> **Excerpt to read**:
= = = = =

Advertisement

Tax cuts: ‘The Trojan horse to take Australia’s social security down the path of the US’

Scott Morrison's tax cuts are a Trojan horse.

Scott Morrison's tax cuts are a Trojan horse.

Australia’s social security safety net faces a radical undermining in the new Parliament’s looming tax cuts battle.

The re-elected Morrison government is using promised tax cuts for low- and middle-income earners in the near term as a Trojan horse to move Australia’s century-old commitment to look after more vulnerable citizens closer to the American model.

Boosting the government’s confidence it can push the Parliament hard to pass its seven-year tax cuts package are the election results where poorer “aspirational voters” deserted Labor for the Liberals.

Economist Richard Denniss points to some big swings to Labor in  Liberal seats and the reverse in Labor seats.

Dr Denniss says “Labor lost the class warfare in an unexpected way. Shorten won the wealthy and lost the poor”.

Just as in the United States, hard work and success entitles you to all the tax concessions the system bestows on the wealthy. If you haven’t achieved it, you don’t deserve it.

Australia’s social service providers are alarmed at the April budget’s projections of shrinking government outlays on a per capita basis in the forward estimates.

Centre Alliance senator Rex Patrick has already received analysis from one of the biggest agencies: Catholic Social Services Australia. He says he is well aware of the magnitude of the shift proposed and has asked for briefings from Treasury and the Reserve Bank.

The fully implemented Coalition plan would reduce government revenue by $95 billion over five years from 2024-25. At the same time the budget projections for their affordability have been questioned by a number of economists.

For example, the projected real growth of the health budget from 2019-20 to 2022-23 is only 1.8 per cent. Yet the average cost of private health insurance premiums has risen on average 5.07 per cent per year since 2013, while inflation as measured in the cost price index has remained under 2 per cent.

The return to surplus next year is the holy grail for the Liberals.

There is no reason to believe the promised continuing surpluses, though thin, will be protected not by trimming tax concessions – the Labor way – but by cutting services and support to lower-income Australians.

Anthony Albanese is the new federal Labor leader, replacing Bill Shorten. Photo: AAP

Labor’s next leader Anthony Albanese is maintaining his predecessor’s policy of opposing the second and third stages of the income tax cuts.

= = = = =

> **Entries shown**:
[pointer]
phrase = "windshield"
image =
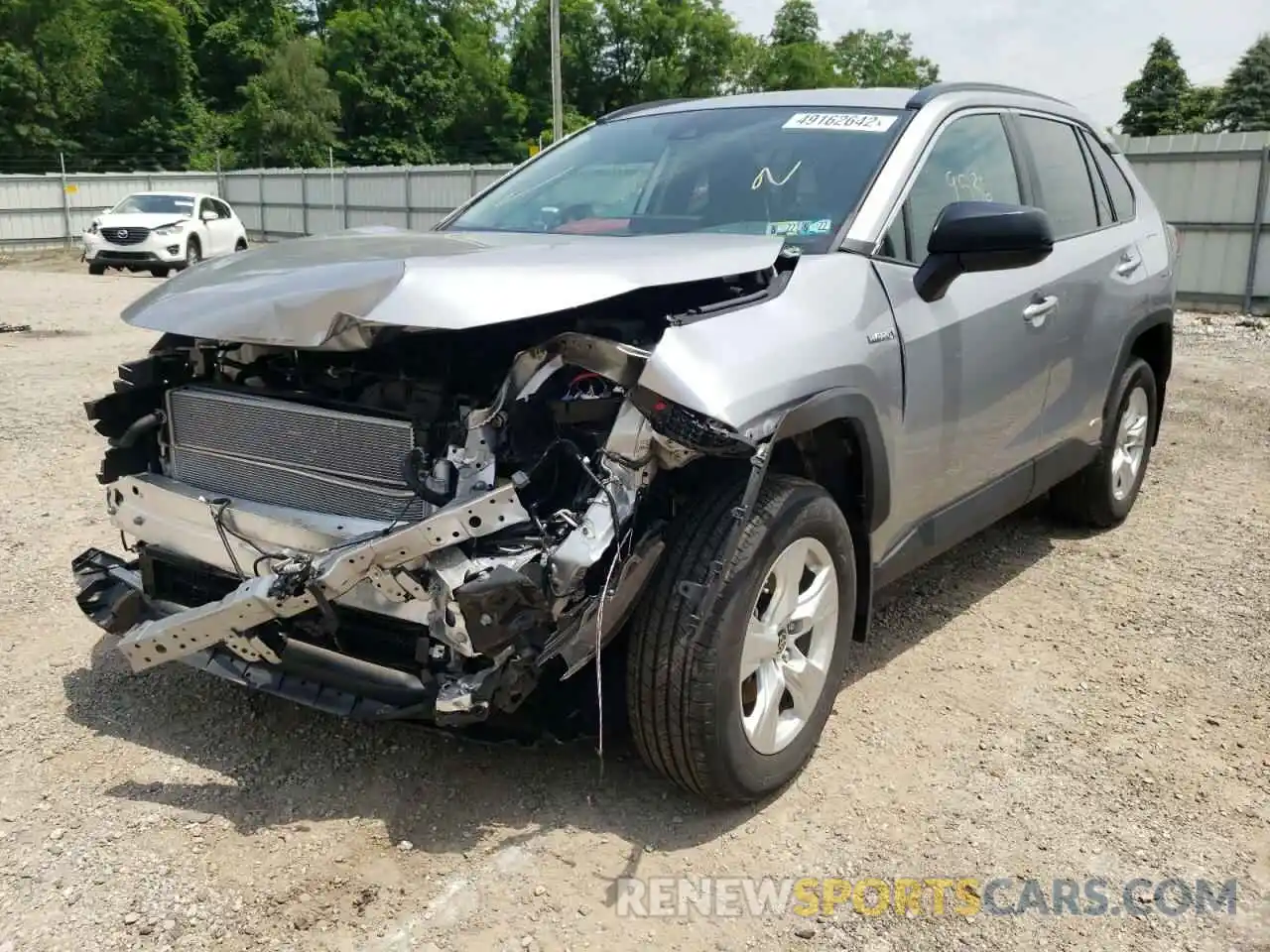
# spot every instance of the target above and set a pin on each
(178, 206)
(766, 171)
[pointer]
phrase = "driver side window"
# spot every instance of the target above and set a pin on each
(970, 162)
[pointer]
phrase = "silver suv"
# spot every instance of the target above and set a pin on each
(680, 394)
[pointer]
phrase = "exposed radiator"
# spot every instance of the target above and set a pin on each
(284, 453)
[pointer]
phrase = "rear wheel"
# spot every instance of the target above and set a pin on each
(1102, 493)
(733, 708)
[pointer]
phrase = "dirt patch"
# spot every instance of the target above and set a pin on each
(1035, 703)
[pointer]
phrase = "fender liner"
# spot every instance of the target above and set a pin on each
(860, 416)
(1164, 316)
(858, 412)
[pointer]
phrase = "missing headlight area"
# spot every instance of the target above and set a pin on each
(425, 527)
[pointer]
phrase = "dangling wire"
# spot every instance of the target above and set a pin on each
(599, 640)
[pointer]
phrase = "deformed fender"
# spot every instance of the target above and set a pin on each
(837, 404)
(1164, 316)
(858, 413)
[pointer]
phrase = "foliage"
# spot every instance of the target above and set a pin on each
(290, 113)
(1201, 109)
(143, 84)
(1245, 102)
(883, 59)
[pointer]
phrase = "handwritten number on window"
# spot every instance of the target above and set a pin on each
(765, 173)
(968, 186)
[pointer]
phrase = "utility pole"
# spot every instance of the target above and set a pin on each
(557, 93)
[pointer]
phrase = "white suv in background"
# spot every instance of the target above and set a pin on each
(160, 231)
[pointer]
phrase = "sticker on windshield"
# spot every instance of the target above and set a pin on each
(808, 226)
(839, 122)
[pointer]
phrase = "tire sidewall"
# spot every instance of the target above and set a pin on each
(1137, 375)
(807, 512)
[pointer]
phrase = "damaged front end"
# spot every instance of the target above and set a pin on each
(398, 531)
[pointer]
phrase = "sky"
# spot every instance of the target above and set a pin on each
(1083, 51)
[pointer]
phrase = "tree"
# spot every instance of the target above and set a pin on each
(394, 68)
(1201, 109)
(1245, 102)
(883, 59)
(27, 118)
(291, 114)
(581, 45)
(489, 114)
(797, 58)
(1156, 102)
(235, 40)
(145, 114)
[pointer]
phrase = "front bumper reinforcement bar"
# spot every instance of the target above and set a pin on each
(325, 576)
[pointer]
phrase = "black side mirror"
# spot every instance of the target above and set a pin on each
(982, 236)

= = = = =

> **Aim A**: In the tax cuts article, by how much would the fully implemented Coalition plan reduce government revenue?
> **Aim B**: Carry on the article about Australia's tax cuts, picking up after its final sentence.

> **Expected answer A**: By $95 billion over five years from 2024-25.

> **Expected answer B**:
Albanese says “It’s a triumph of hope over experience and reality” that the government knows what the economic circumstances will be in 2025 or 2023. But he says Labor will give it due consideration.

If Labor insists the package should be split, the government looks like needing both Centre Alliance’s votes for the entire plan to pass.

Of course if the economy does succumb to the “headwinds” the prime minister talks about that could be a problem after the next election if the Liberals win it. But for now Morrison’s more interested in wedging Labor.

Morrison says Albanese is just Bill Shorten “in another shirt”.

“I mean he (Albanese) did not get the message from Australians that they want a government that backs aspiration,” Mr Morrison said.

The cuts to family benefits in the 2014 Budget are still in place.

Tony Abbott paid the price not for introducing them, but for doing what he said he wouldn’t in health, education and funding for the ABC and SBS.

Abbott was punished for doing what he said he wouldn’t. Morrison is counting on delivering what he said he would.

But before then the senate is being urged by the welfare sector to ensure the delivery of adequate income and services to the poor and vulnerable before it forgoes $158 billion in revenue.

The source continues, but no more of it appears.